Given records:
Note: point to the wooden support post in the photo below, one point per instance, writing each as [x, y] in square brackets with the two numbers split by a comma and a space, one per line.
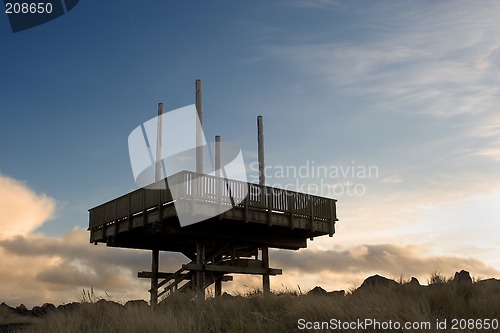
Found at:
[218, 180]
[199, 129]
[154, 276]
[200, 275]
[266, 284]
[159, 139]
[218, 287]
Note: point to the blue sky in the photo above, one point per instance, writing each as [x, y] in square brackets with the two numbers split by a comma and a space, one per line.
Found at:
[409, 87]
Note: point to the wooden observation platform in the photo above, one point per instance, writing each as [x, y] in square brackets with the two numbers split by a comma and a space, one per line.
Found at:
[254, 218]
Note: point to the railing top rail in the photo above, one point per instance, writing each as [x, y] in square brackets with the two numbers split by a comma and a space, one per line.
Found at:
[302, 200]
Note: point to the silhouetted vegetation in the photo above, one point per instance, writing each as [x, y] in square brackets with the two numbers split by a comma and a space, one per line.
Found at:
[378, 298]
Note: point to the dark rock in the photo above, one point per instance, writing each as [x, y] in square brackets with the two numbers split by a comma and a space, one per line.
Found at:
[136, 304]
[43, 310]
[22, 310]
[316, 291]
[493, 284]
[414, 282]
[378, 281]
[462, 277]
[70, 306]
[337, 293]
[4, 306]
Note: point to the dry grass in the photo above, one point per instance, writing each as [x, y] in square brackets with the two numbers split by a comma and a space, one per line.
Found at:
[280, 313]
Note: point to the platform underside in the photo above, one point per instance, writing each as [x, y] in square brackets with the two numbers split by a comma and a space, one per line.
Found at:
[265, 216]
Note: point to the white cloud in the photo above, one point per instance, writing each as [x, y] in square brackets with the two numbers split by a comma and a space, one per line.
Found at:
[21, 209]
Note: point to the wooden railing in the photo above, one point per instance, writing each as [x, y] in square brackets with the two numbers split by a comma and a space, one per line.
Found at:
[210, 189]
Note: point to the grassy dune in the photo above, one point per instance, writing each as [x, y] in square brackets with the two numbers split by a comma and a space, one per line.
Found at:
[442, 300]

Task details: Check each line of the listing above, and copy it if it contains the word "platform".

Written answer:
Note: point to the wooden observation platform in the photo above, one point per instance, writing each as [x, y] in square brackets with the two numbers split by a comma and a space, one per line.
Note: point to the platform underside in the photo above, one point per instance, writing each as [x, y] in square brackets with the two numbers split by a comma and a space, one per line.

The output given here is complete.